Text section —
Gradient boosting is an ensemble technique, where prediction is done by an ensemble of simple estimators. Realistically, gradient boosting can be done over various estimators but in practice GBDT is used where gradient boosting is over decision trees. Instead of heterogeneous grouping of estimators, the grouping is homogeneous and consists of a variation of decision trees with different parameter settings. The tree is built greedily, thus the algorithm is fast but at a cost. The greedy strategy often times results in sub-optimal solutions. [1]
The decision tree ensemble is a set of classification and regression trees (CART). In contrast to standard decision trees where the leaf contains decisions, the leaves found in CART are associated with real value scores which provides a richer interpretation that go beyond classification. [3] The ensemble can be mathematically represented as follows:
\[\sum_{k=1}^K D_k\]
The algorithm is trained by iteratively adding a decision tree trained to reduce the residual of the target function and the current ensemble of trees, \(D(x)\). At each iteration the hope is that the residual, the remaining error, gets successively smaller. Though not realistic for a complex function, if we were able to train a tree against \(R(x)\) where the residual was truly zero, then the trained ensemble would have fit the distribution completely and perfectly.

To do —
1. In the listing, retype everything from the line containing "Guideline reminder — boxes should be snug around the black" down to the line containing "[262,114,402,300]", both included, with no changes.
2. Continue the gradient boosting text from where it stops.

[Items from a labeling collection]
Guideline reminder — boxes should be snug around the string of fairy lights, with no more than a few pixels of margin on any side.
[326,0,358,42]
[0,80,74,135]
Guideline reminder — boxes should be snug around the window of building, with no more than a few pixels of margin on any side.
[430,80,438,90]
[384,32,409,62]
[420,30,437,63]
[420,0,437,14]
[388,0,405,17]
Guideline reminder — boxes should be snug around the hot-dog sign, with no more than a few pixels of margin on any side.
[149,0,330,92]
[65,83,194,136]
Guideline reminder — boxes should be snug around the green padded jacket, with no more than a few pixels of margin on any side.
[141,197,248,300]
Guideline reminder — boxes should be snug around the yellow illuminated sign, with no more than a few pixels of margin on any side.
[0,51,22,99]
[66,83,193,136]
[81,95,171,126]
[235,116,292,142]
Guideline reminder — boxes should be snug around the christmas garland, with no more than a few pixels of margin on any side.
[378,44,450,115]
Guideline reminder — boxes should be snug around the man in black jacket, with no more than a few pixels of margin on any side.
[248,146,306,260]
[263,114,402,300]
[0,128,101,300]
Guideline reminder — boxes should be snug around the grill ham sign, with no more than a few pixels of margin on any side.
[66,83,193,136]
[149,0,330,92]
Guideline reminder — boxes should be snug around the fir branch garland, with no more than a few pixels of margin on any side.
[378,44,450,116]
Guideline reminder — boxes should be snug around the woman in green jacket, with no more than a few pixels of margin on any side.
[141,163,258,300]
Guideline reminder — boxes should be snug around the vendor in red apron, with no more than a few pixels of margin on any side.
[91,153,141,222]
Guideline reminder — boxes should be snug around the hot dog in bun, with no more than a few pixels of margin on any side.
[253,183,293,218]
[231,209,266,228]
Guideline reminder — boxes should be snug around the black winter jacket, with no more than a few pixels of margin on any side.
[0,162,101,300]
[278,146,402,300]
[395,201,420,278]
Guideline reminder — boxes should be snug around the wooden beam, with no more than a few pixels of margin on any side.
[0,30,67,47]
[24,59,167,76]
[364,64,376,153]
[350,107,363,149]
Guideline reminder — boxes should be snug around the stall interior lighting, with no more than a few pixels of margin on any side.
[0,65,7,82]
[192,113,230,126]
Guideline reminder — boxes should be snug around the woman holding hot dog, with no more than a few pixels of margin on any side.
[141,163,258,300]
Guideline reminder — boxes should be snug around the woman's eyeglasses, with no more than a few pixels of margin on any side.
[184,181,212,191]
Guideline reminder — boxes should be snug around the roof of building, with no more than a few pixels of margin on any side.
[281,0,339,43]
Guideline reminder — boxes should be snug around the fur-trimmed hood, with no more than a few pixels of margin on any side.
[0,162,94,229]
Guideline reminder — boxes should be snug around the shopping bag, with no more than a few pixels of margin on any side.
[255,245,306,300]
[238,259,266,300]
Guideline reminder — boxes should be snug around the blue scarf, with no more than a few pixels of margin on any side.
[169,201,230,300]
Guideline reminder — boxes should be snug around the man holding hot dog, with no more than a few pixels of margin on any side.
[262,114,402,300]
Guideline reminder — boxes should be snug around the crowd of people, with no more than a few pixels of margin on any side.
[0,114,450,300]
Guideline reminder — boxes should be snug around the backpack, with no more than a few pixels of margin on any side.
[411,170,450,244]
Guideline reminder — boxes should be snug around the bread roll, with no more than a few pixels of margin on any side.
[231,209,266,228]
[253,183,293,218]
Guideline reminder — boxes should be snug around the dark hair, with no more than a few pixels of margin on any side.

Set of answers —
1.
Guideline reminder — boxes should be snug around the black winter jacket, with no more than a few pixels of margin on any side.
[0,162,101,300]
[278,146,402,300]
[395,201,420,278]
Guideline reminder — boxes should be snug around the wooden beam, with no more than a few pixels of margin on any side.
[0,30,67,47]
[24,59,167,76]
[364,64,376,153]
[350,107,363,149]
Guideline reminder — boxes should be snug around the stall interior lighting, with no more than a few pixels of margin on any side.
[0,65,7,82]
[192,113,230,126]
Guideline reminder — boxes should be snug around the woman holding hot dog, with no more than a few pixels of margin on any side.
[141,163,258,300]
Guideline reminder — boxes should be snug around the woman's eyeglasses, with no more than a few pixels of margin on any side.
[184,181,212,191]
Guideline reminder — boxes should be snug around the roof of building, with no more than a few pixels of margin on any side.
[281,0,339,43]
Guideline reminder — boxes should be snug around the fur-trimmed hood, with no more than a few pixels of margin on any side.
[0,162,94,229]
Guideline reminder — boxes should be snug around the shopping bag, with no more than a few pixels of margin on any side.
[255,245,306,300]
[238,259,266,300]
Guideline reminder — boxes should be snug around the blue scarf, with no more than a few pixels of margin on any side.
[169,201,230,300]
Guideline reminder — boxes should be snug around the man holding hot dog, with no more than a few pixels of margin on any side.
[262,114,402,300]

2.
\[R(x) = f(x) – D(x) \] \[where D(x) = tree_1(x) + tree_2(x) + …\]
Objective function and Optimization
Gradient boosting relies on regression trees, where the optimization step works to reduce RMSE, while for binary classification the standard log loss, \(-\frac{1}{N}\sum_{i=1}^Ny_i log(p_i) + (1+y_i) log(1-p_i)\) is used. For a multi-class classification problem the cross entropy loss is the input to the objective function to be optimized.
Combining the loss function with a regularization term arrives at the objective function. The regularization term controls the complexity and reduces the risk of over-fitting. [2] XGBoost uses gradient descent for optimization improving the predictive accuracy at each optimization step by following the negative of the gradient as we are trying to find the “sink” in a n-dimensional plane. In XGBoost, the regularization term is defined as:
\[\Omega(f) = \gamma T + \frac{1}{2}\lambda\sum_{j=1}^Tw_j^{2}\]
Parameters
-
Learning rate, \(\eta\), is a factor that is applied to each individual tree prior to adding to the ensemble. In practice, a small learning rate is preferred as large learning rates results in larger steps which increases the frequency of discontinuities. A suggested learning rate range for grid search is a range between \(0.01 < \eta < 0.1\).
-
Number of trees, and depth of each tree. Typically a larger number of trees is preferred with a depth that is not excessive. As seen in the visualization [1], we can see that an ensemble of deep trees can result in relatively lower residuals, but at the cost of increased noise/discontinues in the surface of the function approximation.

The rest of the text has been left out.